## [Problems to work on]
A - Translate this sentence from the text on Pentecostalism below into Spanish: "It is not difficult to locate reasons for the appeal of Pentecostalism in a post-modern world."
B - Reproduce the part of the text on Pentecostalism below that opens with the words "It is not difficult" and closes with "all different views.".
C - Write the next part of the text on Pentecostalism and post-modernism below, picking up after its final sentence.

## [Extracted text]
Glossolalia has also been a symbol used to promote individual, social and racial equality, they have been replaced by beliefs which condone organisational, sexual and racial dominance (Poloma 1989, 3).  Poloma says that while charismata such as tongues are a factor in the rise and revitalisation of religious movements, “it seems to depart quickly once it has completed the task of institution building” (Poloma 1989,232).

The Appeal of Pentecostalism in a Post-modern Age

It is not difficult to locate reasons for the appeal of Pentecostalism in a post-modern world.  Pentecostalism has challenged the perceived threats inherent in post-modern approaches and has provided appealing alternatives to post-modern dilemmas.  In contrast to the uncertainty arising from a complex multiplicity in post-modernists, Pentecostalism speaks of one absolute unchanging God who is behind all different views.

In contrast to the post-modern perplexity in facing an avalanche of information, Pentecostalism reduces truth to one source of information, the Bible and one interpreter – the Holy Spirit.   Post-modernism accepts the uncertainty of past and of the future events.  In contrast to the variety of experiences which exist in a post-modern world, Pentecostals claim the one Holy Spirit which behind the variety of charismatic experiences.   Glossolalia is still the chief Pentecostal experience and it continues to provided evidence of a supernatural God and an invisible world.

## [Excerpts from a dataset on pointing at objects]
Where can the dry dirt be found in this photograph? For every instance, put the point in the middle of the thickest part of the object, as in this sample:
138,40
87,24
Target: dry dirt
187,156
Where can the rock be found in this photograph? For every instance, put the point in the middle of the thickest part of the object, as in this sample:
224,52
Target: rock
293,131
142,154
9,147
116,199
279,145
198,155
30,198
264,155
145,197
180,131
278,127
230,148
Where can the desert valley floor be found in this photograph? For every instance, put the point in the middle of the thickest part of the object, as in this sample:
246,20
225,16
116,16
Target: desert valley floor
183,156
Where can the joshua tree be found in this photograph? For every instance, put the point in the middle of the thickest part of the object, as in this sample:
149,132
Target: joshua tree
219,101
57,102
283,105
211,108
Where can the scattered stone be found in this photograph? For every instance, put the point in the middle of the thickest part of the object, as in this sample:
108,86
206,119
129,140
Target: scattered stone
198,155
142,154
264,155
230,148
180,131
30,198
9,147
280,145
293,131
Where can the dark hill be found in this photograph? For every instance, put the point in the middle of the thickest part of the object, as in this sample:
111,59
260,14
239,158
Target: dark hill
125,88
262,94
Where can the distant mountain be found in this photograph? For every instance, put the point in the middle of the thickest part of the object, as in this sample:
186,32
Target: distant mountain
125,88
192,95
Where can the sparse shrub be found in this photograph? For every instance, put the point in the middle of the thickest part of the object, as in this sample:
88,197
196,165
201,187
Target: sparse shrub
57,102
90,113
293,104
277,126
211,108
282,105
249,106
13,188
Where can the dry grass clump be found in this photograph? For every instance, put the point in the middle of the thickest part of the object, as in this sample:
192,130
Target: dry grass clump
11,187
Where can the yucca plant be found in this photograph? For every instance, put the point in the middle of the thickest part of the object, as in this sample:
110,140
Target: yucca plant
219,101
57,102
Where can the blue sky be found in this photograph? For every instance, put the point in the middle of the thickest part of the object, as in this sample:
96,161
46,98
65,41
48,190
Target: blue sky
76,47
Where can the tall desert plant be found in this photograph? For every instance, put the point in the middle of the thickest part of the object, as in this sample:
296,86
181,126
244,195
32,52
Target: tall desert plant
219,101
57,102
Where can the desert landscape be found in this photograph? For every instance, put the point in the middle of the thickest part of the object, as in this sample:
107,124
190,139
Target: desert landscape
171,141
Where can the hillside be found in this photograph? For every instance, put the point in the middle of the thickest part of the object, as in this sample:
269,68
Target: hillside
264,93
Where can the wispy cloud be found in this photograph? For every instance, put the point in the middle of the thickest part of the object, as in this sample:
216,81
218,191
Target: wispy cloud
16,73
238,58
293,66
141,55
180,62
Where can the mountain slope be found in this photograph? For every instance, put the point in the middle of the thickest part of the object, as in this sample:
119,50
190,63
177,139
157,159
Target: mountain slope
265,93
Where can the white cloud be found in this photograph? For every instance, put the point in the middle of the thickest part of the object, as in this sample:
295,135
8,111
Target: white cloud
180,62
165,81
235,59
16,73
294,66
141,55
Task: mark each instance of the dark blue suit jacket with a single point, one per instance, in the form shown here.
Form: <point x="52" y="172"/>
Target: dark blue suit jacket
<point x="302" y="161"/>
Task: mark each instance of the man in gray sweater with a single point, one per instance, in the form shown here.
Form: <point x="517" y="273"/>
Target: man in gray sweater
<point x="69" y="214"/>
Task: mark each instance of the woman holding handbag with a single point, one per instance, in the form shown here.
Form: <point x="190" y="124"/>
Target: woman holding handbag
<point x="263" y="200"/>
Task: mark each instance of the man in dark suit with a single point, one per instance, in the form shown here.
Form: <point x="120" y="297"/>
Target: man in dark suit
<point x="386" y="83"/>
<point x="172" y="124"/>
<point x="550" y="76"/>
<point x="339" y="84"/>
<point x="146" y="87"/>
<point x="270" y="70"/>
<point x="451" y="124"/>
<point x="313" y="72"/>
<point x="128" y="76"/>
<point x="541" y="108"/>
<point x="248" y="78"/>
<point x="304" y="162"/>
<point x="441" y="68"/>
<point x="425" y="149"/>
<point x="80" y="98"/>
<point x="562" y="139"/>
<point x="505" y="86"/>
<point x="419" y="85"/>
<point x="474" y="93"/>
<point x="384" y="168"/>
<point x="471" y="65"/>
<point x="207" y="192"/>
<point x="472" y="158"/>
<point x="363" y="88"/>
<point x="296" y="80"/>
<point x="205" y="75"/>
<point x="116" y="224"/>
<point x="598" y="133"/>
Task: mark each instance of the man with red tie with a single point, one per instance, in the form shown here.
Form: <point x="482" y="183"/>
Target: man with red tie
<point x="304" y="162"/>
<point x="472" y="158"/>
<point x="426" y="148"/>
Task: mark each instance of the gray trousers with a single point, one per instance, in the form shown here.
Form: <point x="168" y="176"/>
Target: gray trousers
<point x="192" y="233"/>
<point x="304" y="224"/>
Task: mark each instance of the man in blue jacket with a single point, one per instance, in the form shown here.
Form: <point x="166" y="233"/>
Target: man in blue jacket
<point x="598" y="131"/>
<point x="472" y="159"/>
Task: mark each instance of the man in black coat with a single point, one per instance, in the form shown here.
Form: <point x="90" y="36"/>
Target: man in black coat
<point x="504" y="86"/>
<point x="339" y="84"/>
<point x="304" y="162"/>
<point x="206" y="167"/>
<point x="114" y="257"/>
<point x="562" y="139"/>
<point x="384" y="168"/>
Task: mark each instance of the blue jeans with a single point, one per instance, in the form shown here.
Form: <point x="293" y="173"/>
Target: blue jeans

## [Expected answers]
A - No es difícil encontrar razones del atractivo del pentecostalismo en un mundo posmoderno.

B -
It is not difficult to locate reasons for the appeal of Pentecostalism in a post-modern world.  Pentecostalism has challenged the perceived threats inherent in post-modern approaches and has provided appealing alternatives to post-modern dilemmas.  In contrast to the uncertainty arising from a complex multiplicity in post-modernists, Pentecostalism speaks of one absolute unchanging God who is behind all different views.

C -
The attempt by some Pentecostals to align Pentecostal hermeneutics with the popular post-modern movement must not overlook the differences that exist between them.   While post- modernism is in reality an extreme form of modernism, and a “misnomer for ultra modernity” (Oden in Dockery 1995, 26), Pentecostalism is a reaction against modernity.

Post-modernism accepts the anti-supernatural, pro-critical approaches that were important in  modernism and these would  not  be accepted by most Pentecostals.   “Although the post-modernist hesitates to deny the validity of all religions”, says Lints, “he hesitates also to assert the exclusive truth of but one religion.” (Lints 1993, 206).  Pentecostalism, in contrast still holds to a single Christian truth.  Glossolalia is considered to provide support for the existence of the supernatural and evidence that Pentecostalism is the one true faith.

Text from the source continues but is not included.